**給定要求**
抄錄下方志工散記中「我逐字逐字的解釋,女孩把頭撇」與「做自己認識外面世界的第一步。」之間的文字,兩端皆含。

**文本摘錄**
···

Notes: An ordinary man’s confession by Lin Yi-Hsuan

散記之二:凡夫告白/林亦軒
2010 Jan

前幾天在教小朋友數學時,我發了一頓脾氣,重重的把作業本摔到地上後,轉身離開。我走到一間雜貨店買了一瓶汽水,坐在路旁思考著。

為什麼要發脾氣?這麼努力對他們真的有幫助嗎?

我逐字逐字的解釋,女孩把頭撇過去,瞧都沒瞧我一眼。我換另一個位置,面對她,再逐字逐字重新講過一次,女孩把頭又轉向另 一邊。心裡面著急,其他小孩也不時的直叫我名字,亂畫書本,玩弄橡皮擦。大人們每次經過桌子也來湊熱鬧,翻翻書本,使喚著小孩。每一天下午就像場滑稽劇上演。

當我幫小朋友洗澡的時候,我曾經想過,幾年之後這些小孩會變成什麼樣子的人,生活會過得如何?

為了自己想出來看看不一樣的世界,我作為志工來到這裡,曾經,我曾以志工的身分,感覺到一點點的榮譽,連在宏國認識的所有外國朋友們,也都是以不同的方式來這裡做為志工,我很高興自己竟然是志工團隊中的其一成員,並且說我是志工,我來自台灣。

我曾覺得自己做的是一件很有意義的事,享受著不同的生活。但我明白其實我作為志工的初衷,是想實踐自己成為不同眼光的創作者,我不想在自己的城堡中玩著自己的遊戲,於是,我選擇作為志工來做自己認識外面世界的第一步。

···

**資料摘錄**
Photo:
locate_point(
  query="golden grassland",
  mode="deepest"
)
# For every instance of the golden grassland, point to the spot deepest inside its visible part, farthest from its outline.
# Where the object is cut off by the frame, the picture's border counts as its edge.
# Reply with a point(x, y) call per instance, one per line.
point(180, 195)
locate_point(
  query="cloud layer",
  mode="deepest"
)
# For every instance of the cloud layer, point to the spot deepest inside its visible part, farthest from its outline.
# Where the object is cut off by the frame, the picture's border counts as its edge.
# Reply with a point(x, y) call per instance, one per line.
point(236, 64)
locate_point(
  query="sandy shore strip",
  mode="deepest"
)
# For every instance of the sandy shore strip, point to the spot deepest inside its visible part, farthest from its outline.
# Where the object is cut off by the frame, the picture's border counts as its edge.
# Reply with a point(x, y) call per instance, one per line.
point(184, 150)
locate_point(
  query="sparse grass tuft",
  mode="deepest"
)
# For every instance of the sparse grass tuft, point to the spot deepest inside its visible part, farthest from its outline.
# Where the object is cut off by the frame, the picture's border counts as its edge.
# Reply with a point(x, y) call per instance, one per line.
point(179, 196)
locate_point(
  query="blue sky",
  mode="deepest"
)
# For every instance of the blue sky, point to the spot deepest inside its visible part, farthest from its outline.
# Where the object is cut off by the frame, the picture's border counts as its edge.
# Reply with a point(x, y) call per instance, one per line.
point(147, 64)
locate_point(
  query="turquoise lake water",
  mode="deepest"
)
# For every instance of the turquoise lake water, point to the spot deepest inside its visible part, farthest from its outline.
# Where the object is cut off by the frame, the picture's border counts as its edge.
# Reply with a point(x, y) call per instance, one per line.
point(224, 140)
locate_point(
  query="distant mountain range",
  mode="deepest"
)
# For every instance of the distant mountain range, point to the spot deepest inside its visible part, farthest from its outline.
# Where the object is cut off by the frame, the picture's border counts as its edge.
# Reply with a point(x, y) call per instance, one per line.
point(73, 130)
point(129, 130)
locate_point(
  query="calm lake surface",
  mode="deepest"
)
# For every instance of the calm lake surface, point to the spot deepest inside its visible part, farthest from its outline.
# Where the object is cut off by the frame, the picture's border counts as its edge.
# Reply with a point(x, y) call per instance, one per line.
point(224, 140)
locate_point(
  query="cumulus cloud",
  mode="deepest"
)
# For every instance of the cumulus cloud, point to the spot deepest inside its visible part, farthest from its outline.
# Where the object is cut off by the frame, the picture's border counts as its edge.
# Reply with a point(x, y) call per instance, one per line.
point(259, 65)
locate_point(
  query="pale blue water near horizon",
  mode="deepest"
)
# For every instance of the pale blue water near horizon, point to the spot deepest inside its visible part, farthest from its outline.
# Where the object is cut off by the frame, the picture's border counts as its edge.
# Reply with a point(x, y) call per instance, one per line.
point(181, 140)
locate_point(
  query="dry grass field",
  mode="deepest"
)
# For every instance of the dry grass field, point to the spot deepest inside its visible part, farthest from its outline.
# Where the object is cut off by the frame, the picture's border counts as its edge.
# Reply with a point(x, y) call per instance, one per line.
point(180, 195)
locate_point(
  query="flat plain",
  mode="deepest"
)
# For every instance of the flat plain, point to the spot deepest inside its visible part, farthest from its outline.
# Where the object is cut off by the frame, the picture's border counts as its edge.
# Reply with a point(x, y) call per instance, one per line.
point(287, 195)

···

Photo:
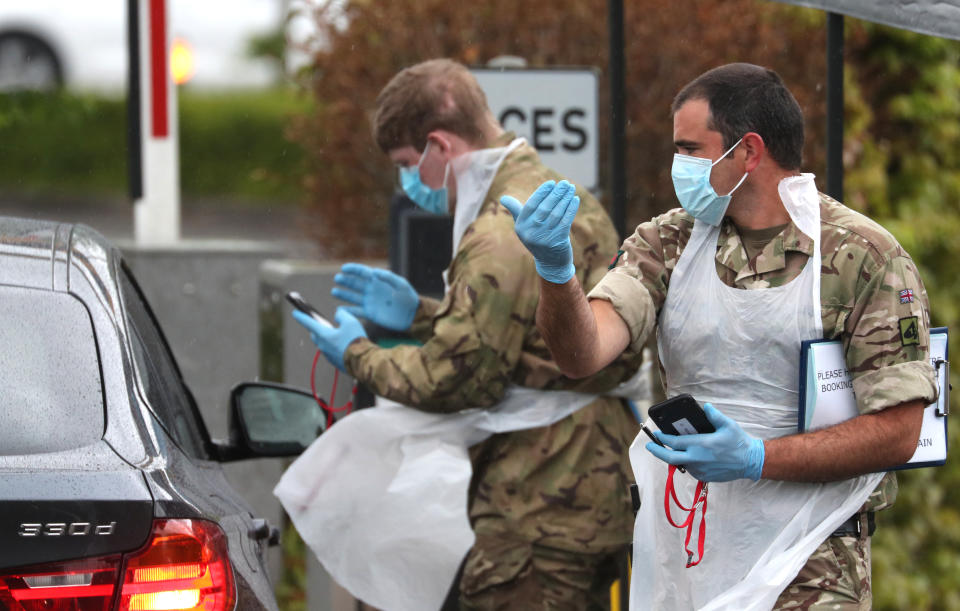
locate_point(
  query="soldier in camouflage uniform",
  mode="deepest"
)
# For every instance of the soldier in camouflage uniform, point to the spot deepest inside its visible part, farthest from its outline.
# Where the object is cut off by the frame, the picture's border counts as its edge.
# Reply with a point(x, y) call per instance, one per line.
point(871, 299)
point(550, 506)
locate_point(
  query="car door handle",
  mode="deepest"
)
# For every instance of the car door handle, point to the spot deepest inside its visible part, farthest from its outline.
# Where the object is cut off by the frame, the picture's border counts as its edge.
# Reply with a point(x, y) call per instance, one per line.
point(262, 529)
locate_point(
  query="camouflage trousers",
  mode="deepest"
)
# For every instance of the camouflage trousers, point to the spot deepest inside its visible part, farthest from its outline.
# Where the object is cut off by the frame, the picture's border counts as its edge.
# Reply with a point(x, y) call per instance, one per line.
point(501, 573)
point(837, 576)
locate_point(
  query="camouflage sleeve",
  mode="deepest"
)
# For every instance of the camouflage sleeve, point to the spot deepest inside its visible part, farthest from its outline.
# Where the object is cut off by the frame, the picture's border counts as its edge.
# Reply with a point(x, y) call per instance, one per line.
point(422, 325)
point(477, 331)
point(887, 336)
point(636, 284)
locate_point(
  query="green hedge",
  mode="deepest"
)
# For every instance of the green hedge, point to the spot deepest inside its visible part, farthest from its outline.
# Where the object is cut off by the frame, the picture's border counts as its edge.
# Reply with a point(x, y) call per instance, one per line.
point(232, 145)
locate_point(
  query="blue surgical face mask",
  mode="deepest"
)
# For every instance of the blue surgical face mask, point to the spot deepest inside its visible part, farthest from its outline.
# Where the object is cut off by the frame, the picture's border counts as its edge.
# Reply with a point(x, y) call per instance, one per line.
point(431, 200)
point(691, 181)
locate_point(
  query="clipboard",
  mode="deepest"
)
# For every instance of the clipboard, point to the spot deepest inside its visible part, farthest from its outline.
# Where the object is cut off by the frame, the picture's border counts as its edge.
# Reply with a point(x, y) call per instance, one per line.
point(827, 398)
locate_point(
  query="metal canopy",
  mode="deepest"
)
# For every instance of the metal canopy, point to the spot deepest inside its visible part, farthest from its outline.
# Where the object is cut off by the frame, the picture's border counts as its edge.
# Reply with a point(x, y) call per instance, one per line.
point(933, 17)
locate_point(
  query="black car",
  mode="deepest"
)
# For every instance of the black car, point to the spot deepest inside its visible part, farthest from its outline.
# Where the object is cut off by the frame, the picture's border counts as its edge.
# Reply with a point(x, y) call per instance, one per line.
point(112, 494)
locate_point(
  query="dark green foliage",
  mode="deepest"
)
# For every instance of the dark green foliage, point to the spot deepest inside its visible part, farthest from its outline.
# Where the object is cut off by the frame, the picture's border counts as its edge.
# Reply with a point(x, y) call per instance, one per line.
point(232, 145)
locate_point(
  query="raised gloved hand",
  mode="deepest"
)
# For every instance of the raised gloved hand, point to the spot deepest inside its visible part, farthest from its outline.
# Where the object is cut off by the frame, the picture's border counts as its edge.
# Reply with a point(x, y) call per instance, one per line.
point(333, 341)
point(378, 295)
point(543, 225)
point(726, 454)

···

**輸出結果**
我逐字逐字的解釋,女孩把頭撇過去,瞧都沒瞧我一眼。我換另一個位置,面對她,再逐字逐字重新講過一次,女孩把頭又轉向另 一邊。心裡面著急,其他小孩也不時的直叫我名字,亂畫書本,玩弄橡皮擦。大人們每次經過桌子也來湊熱鬧,翻翻書本,使喚著小孩。每一天下午就像場滑稽劇上演。

當我幫小朋友洗澡的時候,我曾經想過,幾年之後這些小孩會變成什麼樣子的人,生活會過得如何?

為了自己想出來看看不一樣的世界,我作為志工來到這裡,曾經,我曾以志工的身分,感覺到一點點的榮譽,連在宏國認識的所有外國朋友們,也都是以不同的方式來這裡做為志工,我很高興自己竟然是志工團隊中的其一成員,並且說我是志工,我來自台灣。

我曾覺得自己做的是一件很有意義的事,享受著不同的生活。但我明白其實我作為志工的初衷,是想實踐自己成為不同眼光的創作者,我不想在自己的城堡中玩著自己的遊戲,於是,我選擇作為志工來做自己認識外面世界的第一步。